Text excerpt:
+++
Robert the Bruce had kept independent Scotland
together, but at his death in 1329, a Scottish civil war was on the brink. His
son and successor, David II, was just five years old, and the Guardians of the
Kingdom—those Scottish magnates entrusted with governing Scotland in the young
king’s minority—didn’t have Robert’s power to keep the disgruntled barons at
bay. Discontent at home meshed with discontent abroad: the Treaty of
Northampton had never been a selling point for the English. A great number of
marcher lords along the Scottish border had been forced to cede much of their
land to Scotland; calling themselves the Disinherited, they were unofficially
led by Henry Beaumont. Beaumont sought out Edward Balliol, the disenfranchised
son of the former Scottish king who had been put on the throne by Edward I.
Balliol, who had been ousted by Robert the Bruce in the First Scottish War of
Independence, had found exile in France, but at Beaumont’s request he crossed
the Channel and took up shop in Yorkshire. He and Edward came to a secret
“understanding,” wherein Edward gave his support to Balliol’s aims for his
ancestral lands but insisted that Balliol, if he decided to invade a disrupted
Scotland, do so from the sea rather than by land, so as not to violate the
terms of Northampton. Balliol officially demanded his ancestral lands from David
II, and when the minor king’s guardian unsurprisingly refused, Balliol began
preparations for his invasion.
+++
Stated exercise A:
In the text on Scotland after Robert the Bruce, how old was David II when his father died?
Stated exercise B:
For each statement, answer yes or no depending on whether it agrees with the text on Scotland after Robert the Bruce, and quote the deciding words: (i) Robert the Bruce died in 1329. (ii) Edward Balliol spent his exile in England. (iii) Edward required Balliol to invade Scotland by land.
The lines after this point are not needed.
+++
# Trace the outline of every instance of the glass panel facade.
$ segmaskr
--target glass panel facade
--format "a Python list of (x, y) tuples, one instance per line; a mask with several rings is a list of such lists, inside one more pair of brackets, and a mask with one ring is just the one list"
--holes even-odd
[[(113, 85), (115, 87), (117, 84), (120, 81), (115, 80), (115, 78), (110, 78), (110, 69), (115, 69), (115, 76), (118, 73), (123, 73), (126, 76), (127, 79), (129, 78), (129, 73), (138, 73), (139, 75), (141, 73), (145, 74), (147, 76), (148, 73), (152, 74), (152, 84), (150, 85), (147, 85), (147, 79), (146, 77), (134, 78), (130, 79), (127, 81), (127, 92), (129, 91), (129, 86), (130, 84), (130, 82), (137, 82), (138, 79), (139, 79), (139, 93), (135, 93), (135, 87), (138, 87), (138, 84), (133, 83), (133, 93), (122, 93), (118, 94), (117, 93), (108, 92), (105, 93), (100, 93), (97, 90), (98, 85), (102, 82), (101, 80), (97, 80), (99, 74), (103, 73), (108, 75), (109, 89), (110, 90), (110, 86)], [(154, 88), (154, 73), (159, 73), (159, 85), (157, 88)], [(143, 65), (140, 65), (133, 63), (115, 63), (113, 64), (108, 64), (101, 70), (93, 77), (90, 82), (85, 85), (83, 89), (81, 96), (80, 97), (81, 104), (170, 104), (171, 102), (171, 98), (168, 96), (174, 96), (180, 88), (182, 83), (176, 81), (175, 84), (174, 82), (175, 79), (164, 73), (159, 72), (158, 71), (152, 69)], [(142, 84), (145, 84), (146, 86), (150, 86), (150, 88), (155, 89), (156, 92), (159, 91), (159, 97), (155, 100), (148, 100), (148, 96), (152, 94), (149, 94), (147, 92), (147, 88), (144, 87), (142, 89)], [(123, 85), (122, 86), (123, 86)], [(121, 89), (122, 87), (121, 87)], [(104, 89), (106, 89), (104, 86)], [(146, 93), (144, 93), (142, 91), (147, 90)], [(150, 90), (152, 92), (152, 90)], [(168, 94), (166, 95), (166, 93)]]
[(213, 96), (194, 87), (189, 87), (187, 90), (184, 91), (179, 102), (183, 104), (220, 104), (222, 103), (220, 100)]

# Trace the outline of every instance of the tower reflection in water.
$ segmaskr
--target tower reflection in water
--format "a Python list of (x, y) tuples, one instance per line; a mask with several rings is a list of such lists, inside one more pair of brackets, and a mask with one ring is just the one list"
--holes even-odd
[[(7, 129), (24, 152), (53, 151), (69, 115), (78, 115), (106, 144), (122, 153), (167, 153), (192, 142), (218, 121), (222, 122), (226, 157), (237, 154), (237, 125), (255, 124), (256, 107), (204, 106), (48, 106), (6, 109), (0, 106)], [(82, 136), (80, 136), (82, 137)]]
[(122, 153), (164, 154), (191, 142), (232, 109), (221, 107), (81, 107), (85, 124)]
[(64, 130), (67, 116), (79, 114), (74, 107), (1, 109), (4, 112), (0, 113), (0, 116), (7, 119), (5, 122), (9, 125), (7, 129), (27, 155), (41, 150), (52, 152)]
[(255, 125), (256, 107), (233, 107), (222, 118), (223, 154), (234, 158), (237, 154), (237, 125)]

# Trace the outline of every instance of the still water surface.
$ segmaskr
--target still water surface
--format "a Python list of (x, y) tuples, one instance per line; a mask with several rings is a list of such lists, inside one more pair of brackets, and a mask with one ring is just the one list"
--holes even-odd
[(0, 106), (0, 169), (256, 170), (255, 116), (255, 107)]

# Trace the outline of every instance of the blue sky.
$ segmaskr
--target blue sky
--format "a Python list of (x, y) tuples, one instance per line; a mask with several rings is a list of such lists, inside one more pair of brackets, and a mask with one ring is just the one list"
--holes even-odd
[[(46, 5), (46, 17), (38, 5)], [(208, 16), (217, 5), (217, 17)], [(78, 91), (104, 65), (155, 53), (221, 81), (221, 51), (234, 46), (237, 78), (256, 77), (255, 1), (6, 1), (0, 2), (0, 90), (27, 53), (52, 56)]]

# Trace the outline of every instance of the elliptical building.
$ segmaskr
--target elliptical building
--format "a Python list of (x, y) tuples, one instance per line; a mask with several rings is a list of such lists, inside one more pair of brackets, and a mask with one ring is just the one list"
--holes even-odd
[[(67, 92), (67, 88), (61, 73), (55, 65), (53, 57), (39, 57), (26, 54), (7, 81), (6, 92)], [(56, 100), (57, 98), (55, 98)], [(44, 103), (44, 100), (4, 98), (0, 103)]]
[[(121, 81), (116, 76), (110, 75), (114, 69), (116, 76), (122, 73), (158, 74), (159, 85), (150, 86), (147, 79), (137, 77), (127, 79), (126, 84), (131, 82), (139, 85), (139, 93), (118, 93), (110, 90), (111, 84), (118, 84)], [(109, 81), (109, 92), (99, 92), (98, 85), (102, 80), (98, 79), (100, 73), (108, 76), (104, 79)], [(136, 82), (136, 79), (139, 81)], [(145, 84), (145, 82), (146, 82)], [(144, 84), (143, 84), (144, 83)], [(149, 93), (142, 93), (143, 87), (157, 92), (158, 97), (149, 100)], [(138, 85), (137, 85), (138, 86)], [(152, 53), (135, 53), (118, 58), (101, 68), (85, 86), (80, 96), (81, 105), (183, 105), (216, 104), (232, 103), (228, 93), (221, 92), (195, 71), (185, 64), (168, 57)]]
+++
Reply A:
Five years old.

Reply B:
(i) Yes: "at his death in 1329"
(ii) No: "had found exile in France"
(iii) No: "do so from the sea rather than by land"